_Records_:

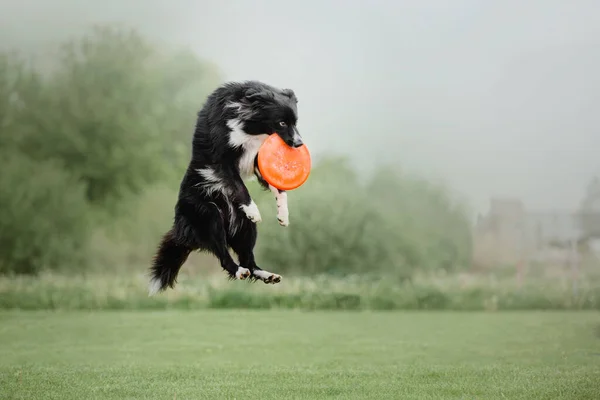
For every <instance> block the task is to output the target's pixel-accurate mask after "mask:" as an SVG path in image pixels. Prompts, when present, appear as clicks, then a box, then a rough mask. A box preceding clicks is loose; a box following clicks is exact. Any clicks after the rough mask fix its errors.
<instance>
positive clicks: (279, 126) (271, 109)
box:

--

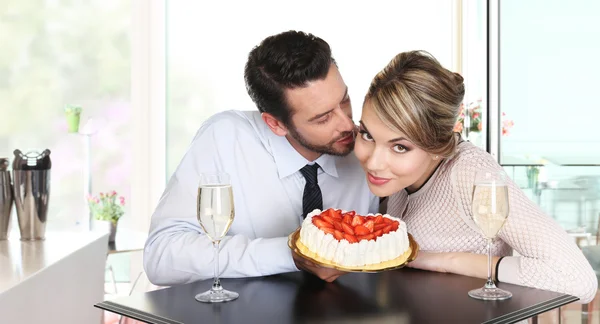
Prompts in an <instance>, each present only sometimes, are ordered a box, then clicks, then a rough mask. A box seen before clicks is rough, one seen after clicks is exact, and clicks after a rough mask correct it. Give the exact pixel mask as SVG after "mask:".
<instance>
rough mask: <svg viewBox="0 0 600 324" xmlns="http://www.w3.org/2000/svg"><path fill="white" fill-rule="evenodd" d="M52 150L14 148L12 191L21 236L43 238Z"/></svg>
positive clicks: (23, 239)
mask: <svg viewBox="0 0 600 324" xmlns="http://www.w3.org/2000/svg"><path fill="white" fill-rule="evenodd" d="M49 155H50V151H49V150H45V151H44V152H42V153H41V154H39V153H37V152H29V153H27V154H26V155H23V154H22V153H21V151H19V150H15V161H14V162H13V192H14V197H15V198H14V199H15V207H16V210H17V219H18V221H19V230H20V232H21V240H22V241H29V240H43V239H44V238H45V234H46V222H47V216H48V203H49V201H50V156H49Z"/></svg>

_Assignment_: List every line in the records above that contains the string "positive", copying each one in full.

_Answer to this problem_:
positive clicks: (279, 126) (271, 109)
positive clicks: (23, 239)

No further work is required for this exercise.